**Work to be completed**
Please report each line of the material below that contains the word "trace". Case counts, so match uppercase and lowercase letters exactly.

**Exercise inputs**
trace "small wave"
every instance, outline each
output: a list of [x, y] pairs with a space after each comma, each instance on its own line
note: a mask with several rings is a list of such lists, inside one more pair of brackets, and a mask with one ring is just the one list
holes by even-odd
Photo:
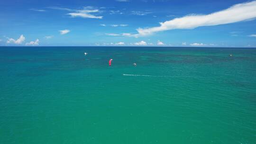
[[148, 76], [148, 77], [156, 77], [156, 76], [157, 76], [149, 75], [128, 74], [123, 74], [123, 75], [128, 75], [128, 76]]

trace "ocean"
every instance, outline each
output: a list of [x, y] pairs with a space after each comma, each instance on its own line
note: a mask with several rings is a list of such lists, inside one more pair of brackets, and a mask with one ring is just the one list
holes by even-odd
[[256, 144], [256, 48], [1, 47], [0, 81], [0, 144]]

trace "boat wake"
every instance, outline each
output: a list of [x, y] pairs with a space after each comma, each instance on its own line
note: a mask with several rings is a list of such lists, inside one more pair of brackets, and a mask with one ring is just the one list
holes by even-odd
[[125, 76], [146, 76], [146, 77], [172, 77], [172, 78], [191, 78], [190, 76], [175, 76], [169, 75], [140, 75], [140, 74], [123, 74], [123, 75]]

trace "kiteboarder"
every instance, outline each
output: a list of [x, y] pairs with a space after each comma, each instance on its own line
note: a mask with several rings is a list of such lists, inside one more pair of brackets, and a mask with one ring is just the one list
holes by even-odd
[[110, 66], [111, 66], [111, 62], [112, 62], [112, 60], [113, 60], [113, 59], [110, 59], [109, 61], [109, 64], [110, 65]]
---
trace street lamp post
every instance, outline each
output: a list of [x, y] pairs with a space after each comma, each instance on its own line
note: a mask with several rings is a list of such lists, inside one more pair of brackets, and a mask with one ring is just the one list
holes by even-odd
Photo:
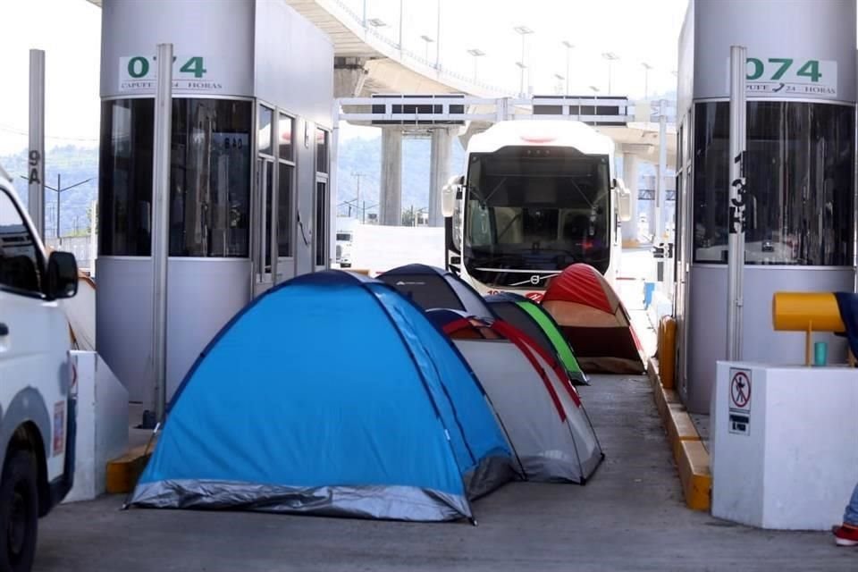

**Exercise result**
trace "small wave"
trace "ocean"
trace "boat wake"
trace "kiteboarder"
trace street lamp post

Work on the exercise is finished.